====== Material provided
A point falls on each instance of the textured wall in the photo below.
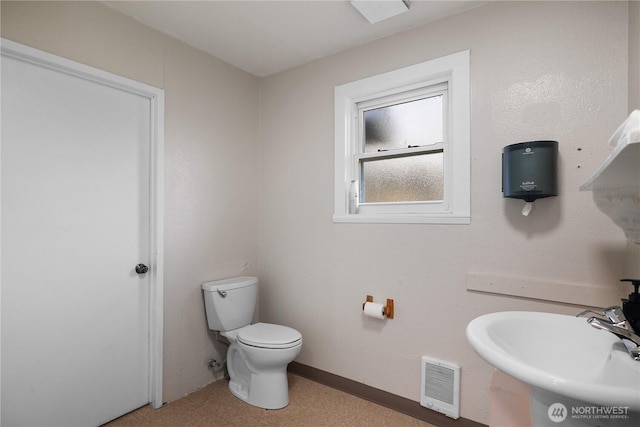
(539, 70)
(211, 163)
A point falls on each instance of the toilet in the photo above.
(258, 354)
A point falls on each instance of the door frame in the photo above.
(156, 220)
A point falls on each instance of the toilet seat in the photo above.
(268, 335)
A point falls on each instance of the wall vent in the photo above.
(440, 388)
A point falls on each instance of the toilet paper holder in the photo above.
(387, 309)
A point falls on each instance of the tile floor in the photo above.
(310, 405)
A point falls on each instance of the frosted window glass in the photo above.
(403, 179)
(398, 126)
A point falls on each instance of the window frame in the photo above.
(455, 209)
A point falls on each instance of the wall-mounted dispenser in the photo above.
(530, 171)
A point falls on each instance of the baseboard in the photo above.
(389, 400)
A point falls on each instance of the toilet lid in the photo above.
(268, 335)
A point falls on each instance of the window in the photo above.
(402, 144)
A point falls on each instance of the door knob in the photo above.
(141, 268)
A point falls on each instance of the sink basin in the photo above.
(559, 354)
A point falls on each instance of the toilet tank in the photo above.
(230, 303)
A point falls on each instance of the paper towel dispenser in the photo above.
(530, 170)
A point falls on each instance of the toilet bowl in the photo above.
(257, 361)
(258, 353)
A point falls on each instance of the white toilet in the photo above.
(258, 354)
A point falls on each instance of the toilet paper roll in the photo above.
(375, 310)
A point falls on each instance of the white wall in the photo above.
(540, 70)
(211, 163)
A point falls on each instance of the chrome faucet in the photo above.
============
The problem. Rewrite all of the lines above, swapping each "instance" for "occurrence" and changing nothing else. Omit the pictures from your answer.

Written solution.
A point falls on each occurrence of the textured wall in the photo below.
(539, 70)
(211, 163)
A point falls on each occurrence of the toilet in the photo above.
(258, 354)
A point falls on each occurrence of the door frame in the photo above.
(156, 220)
A point falls on each occurrence of the toilet seat in the photo above.
(268, 335)
A point falls on each occurrence of the wall vent in the photo above.
(440, 388)
A point falls on each occurrence of the toilet paper holder in the photo above.
(387, 309)
A point falls on each occurrence of the tile floor in the photo above.
(310, 405)
A point falls on each occurrence of the frosted window glass in the photo above.
(403, 179)
(398, 126)
A point falls on each occurrence of the window frame in the photo above.
(455, 209)
A point falls on each occurrence of the wall-mounted dispenser in the photo above.
(530, 171)
A point falls on each occurrence of the baseboard in the photo above.
(389, 400)
A point falls on each occurrence of the toilet lid in the photo above.
(268, 335)
A point falls on each occurrence of the window in the photo above.
(402, 144)
A point falls on each occurrence of the door knob in the photo above.
(141, 268)
A point falls on each occurrence of the sink basin in the photo above.
(559, 354)
A point falls on each occurrence of the toilet tank in the photo above.
(230, 303)
A point falls on each occurrence of the paper towel dispenser in the photo above.
(530, 170)
A point falls on each occurrence of the toilet bowl in the photo above.
(257, 361)
(258, 353)
A point falls on each occurrence of the white toilet in the photo above.
(258, 354)
A point falls on each occurrence of the toilet paper roll in the photo above.
(375, 310)
A point falls on each occurrence of the white wall in the photo above.
(540, 70)
(211, 163)
A point falls on each occurrence of the chrome faucet in the photo above.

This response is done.